Aim
Quote the records that follow in full and exactly; leave out the pictures.

Extracted material
☆ ☆ ☆ ☆

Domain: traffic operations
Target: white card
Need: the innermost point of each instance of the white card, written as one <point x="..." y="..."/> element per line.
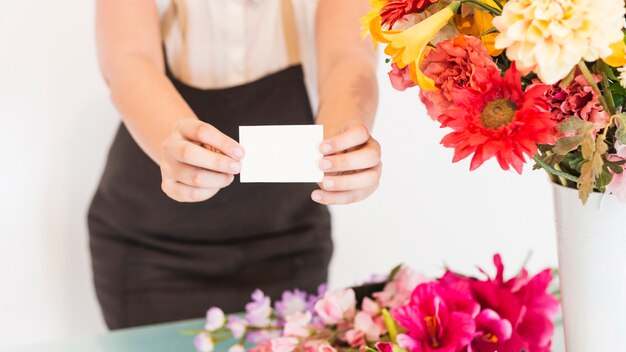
<point x="281" y="153"/>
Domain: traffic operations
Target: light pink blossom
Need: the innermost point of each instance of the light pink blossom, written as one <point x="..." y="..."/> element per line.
<point x="237" y="326"/>
<point x="204" y="342"/>
<point x="617" y="186"/>
<point x="336" y="306"/>
<point x="365" y="329"/>
<point x="258" y="311"/>
<point x="283" y="344"/>
<point x="296" y="324"/>
<point x="214" y="319"/>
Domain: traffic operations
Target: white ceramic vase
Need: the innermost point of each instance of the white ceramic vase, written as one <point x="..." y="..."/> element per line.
<point x="592" y="270"/>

☆ ☆ ☆ ☆

Exercise answer
Domain: traffic operations
Target: white card
Need: the innermost point of each instance of the white card, written as one <point x="..." y="..."/> element per line.
<point x="281" y="153"/>
Domain: traffic operations
Target: light pink blossom
Need: the innermost point of each instance of the light pink blossom, written as one <point x="..." y="..."/> element per line.
<point x="237" y="326"/>
<point x="204" y="342"/>
<point x="617" y="186"/>
<point x="336" y="306"/>
<point x="365" y="329"/>
<point x="258" y="311"/>
<point x="283" y="344"/>
<point x="296" y="324"/>
<point x="214" y="319"/>
Domain: traffic operations
Target: white ceramic vase
Need: the innermost point of each instance of the white ceramic vase, written as one <point x="..." y="..."/> element per line.
<point x="592" y="270"/>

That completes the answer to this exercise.